> **Given information**:
[Start of section]

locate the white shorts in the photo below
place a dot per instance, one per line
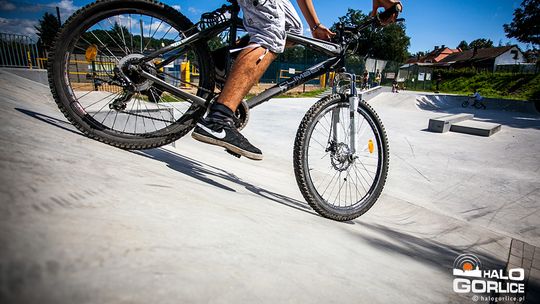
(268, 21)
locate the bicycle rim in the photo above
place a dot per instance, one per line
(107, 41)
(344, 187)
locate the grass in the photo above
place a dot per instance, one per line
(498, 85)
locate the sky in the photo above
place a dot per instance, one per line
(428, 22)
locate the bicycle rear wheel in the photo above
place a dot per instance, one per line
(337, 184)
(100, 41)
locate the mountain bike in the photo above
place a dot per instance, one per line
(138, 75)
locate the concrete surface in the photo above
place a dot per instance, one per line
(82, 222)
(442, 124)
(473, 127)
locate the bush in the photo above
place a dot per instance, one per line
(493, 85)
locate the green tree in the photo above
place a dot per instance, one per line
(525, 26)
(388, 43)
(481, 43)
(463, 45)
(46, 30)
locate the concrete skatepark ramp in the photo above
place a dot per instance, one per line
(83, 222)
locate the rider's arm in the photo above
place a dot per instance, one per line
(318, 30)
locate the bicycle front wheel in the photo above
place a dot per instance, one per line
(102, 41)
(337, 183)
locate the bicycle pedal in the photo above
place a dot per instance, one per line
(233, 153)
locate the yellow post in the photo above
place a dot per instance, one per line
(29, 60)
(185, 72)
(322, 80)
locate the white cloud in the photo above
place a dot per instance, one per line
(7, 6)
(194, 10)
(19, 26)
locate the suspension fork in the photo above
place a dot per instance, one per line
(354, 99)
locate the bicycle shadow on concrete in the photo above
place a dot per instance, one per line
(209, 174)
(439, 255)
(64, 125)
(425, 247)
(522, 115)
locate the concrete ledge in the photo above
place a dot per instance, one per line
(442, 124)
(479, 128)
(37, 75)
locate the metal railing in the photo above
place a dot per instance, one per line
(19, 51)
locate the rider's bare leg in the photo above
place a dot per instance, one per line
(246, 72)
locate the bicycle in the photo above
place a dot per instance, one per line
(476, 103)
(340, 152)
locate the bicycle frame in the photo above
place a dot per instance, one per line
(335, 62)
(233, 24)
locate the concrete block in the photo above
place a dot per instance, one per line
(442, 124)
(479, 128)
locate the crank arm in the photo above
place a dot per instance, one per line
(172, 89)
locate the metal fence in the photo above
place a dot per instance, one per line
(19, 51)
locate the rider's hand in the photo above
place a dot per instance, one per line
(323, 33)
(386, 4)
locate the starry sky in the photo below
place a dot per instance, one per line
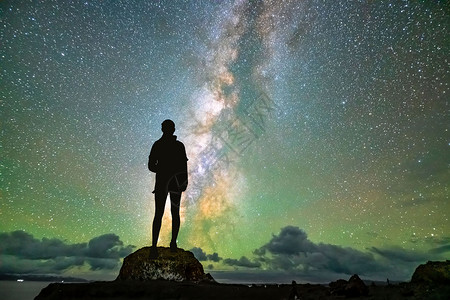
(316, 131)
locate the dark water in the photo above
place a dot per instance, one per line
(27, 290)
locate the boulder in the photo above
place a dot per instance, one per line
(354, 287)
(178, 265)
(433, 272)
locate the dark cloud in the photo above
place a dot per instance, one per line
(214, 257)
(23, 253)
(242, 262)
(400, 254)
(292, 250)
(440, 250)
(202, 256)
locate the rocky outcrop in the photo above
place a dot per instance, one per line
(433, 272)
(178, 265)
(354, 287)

[End of section]
[Start of section]

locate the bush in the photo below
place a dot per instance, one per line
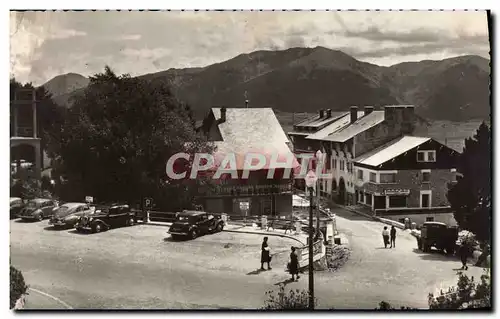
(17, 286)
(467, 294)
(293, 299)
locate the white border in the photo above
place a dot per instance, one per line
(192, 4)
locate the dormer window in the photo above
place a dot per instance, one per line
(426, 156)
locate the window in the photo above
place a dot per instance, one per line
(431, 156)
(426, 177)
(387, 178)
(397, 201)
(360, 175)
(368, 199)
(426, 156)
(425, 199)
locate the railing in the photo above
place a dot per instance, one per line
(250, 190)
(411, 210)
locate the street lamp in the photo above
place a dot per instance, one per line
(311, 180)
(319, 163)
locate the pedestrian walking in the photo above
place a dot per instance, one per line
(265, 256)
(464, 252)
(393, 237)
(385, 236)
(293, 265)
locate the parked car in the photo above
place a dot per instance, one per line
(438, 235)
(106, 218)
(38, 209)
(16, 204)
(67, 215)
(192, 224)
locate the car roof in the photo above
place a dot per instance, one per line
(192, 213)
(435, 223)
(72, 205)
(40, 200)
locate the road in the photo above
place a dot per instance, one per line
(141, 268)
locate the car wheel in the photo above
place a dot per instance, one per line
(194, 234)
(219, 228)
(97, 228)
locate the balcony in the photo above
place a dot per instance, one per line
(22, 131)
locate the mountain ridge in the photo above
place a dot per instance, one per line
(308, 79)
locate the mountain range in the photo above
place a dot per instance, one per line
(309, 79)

[End of section]
[Start of section]

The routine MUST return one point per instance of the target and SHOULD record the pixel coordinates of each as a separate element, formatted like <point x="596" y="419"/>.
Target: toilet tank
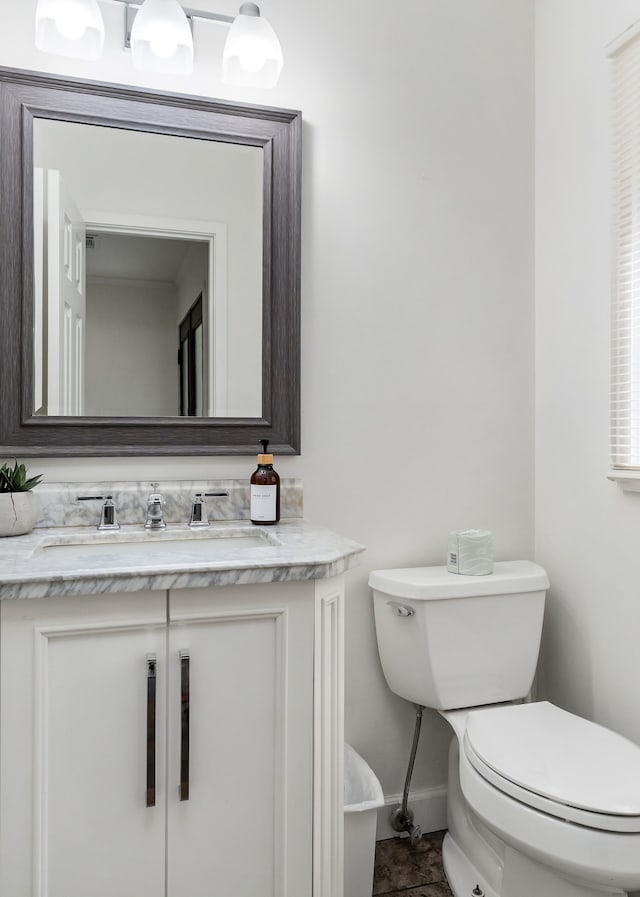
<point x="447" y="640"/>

[End of section]

> **Exercise objective**:
Your task is to copy only the lines above starting at the one containing "locate the white shorts in the photo below" and ending at the one containing "locate the concrete surface". Copy them exactly, both ends included, and omit the pictures.

> **Exercise output**:
locate the white shorts in the photo below
place a dot per instance, one per line
(268, 21)
locate the bicycle rim in the photo above
place a dot per instance, one per line
(107, 41)
(344, 187)
locate the grass in the photo above
place a dot per instance, one per line
(498, 85)
locate the sky in the photo above
place a dot per instance, one per line
(428, 22)
locate the bicycle rear wheel in the photo above
place a dot per instance, one per line
(337, 184)
(100, 41)
locate the mountain bike in the photo above
place a dot per instance, one per line
(138, 75)
locate the concrete surface in the photo above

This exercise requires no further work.